And to go in a little bit on our mattress protector, it is a certified organic mattress protector that we use. It is certified organic cotton. It is two heavy layers of organic cotton. And right in between is a very thin, almost you can’t detect it with the eye, it’s like a film. And it’s a food-grade polyethylene layer that goes through. And what’s important about it being food grade is that it being a food grade like barrier, it won’t leach. Like food is very particular, like the USDA, you can’t wrap, you know, certain vegetables or certain, you know, meat products in just any plastic because it will leach into that product. So our barriers are organic mattress protectors use that same barrier to keep everything out of your bed. And it actually is waterproof, but it doesn’t feel crinkly, it doesn’t sleep hot. They’re really nice.

§

> STATED EXERCISE 1
Locate every line in the records that contains the word "four", and copy each of those lines in full.

> SUPPLIED DATA
§

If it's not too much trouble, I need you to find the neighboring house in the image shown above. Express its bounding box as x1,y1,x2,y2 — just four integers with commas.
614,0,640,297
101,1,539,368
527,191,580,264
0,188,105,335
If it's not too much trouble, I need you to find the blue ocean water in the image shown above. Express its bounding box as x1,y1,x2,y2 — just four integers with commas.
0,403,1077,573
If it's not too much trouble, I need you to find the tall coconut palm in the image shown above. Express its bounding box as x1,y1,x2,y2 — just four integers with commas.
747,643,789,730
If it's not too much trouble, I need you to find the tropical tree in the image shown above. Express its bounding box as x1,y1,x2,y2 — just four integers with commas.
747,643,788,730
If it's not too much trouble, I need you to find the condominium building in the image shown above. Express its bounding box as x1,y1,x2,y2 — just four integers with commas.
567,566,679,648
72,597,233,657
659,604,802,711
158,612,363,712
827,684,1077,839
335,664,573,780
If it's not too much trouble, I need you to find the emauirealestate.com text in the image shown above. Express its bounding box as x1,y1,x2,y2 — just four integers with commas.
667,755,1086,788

§

> STATED EXERCISE 2
For each statement below, say yes or no depending on whether it agrees with the mattress protector text, and quote the words from the text that decide it.
(a) The protector has three layers of organic cotton.
(b) The thin layer between the cotton is food-grade polyethylene.
(c) The protector feels crinkly.

> EXERCISE ANSWER 1
If it's not too much trouble, I need you to find the neighboring house in the image shown above. Express its bounding box as x1,y1,x2,y2 — just four integers with commas.
If it's not too much trouble, I need you to find the blue ocean water in the image shown above. Express its bounding box as x1,y1,x2,y2 — just four integers with commas.
If it's not too much trouble, I need you to find the tall coconut palm in the image shown above. Express its bounding box as x1,y1,x2,y2 — just four integers with commas.
If it's not too much trouble, I need you to find the tropical tree in the image shown above. Express its bounding box as x1,y1,x2,y2 — just four integers with commas.
If it's not too much trouble, I need you to find the condominium building in the image shown above. Express its bounding box as x1,y1,x2,y2 — just four integers with commas.
If it's not too much trouble, I need you to find the emauirealestate.com text in the image shown above. Express its bounding box as x1,y1,x2,y2 — just four integers with commas.

> EXERCISE ANSWER 2
(a) No: "It is two heavy layers of organic cotton."
(b) Yes: "And it’s a food-grade polyethylene layer that goes through."
(c) No: "it doesn’t feel crinkly"